[start of Records provided]

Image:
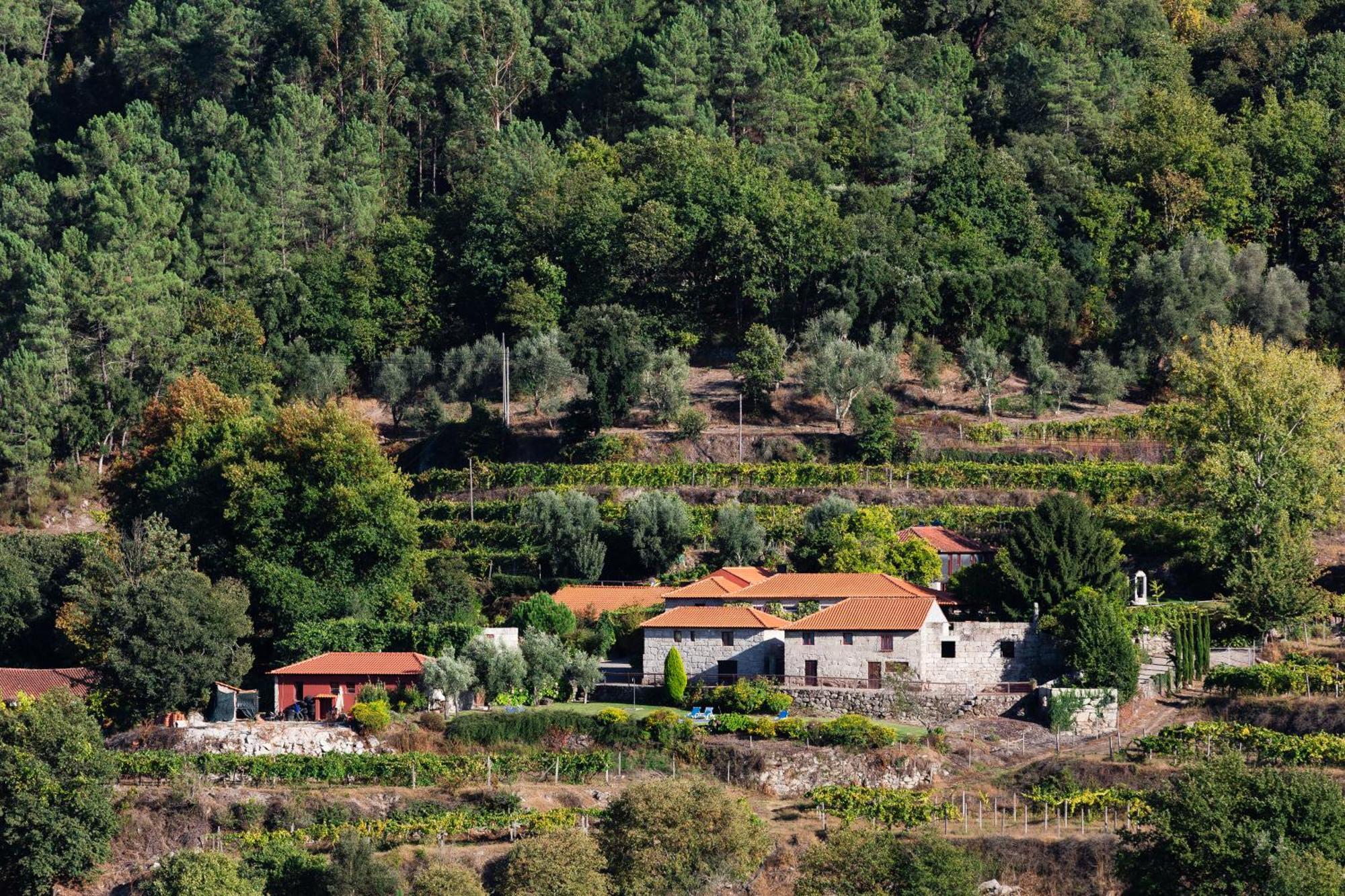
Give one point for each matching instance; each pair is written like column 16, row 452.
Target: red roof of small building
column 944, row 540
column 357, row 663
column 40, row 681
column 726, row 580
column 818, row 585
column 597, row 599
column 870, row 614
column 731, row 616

[end of Records provided]
[start of Records provided]

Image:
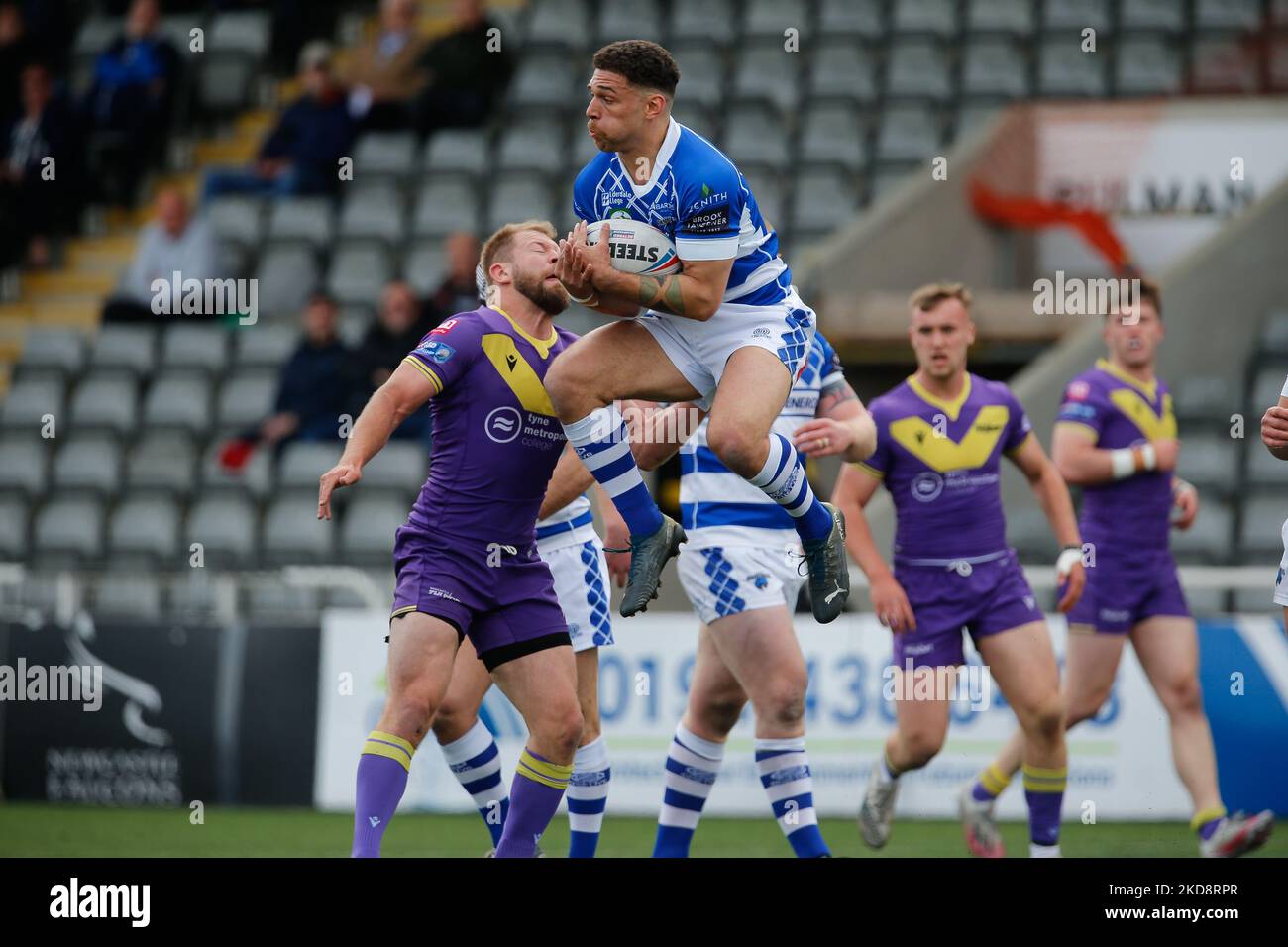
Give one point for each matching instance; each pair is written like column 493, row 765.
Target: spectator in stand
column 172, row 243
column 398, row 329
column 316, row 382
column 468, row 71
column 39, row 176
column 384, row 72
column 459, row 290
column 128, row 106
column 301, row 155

[end of Records provided]

Aim:
Select each line of the rows above that contains the word "pair". Copy those lines unchanged.

Exercise output:
Give one point for each matching instance; each pair is written like column 16, row 452.
Give one point for each matching instance; each pair is written like column 493, row 765.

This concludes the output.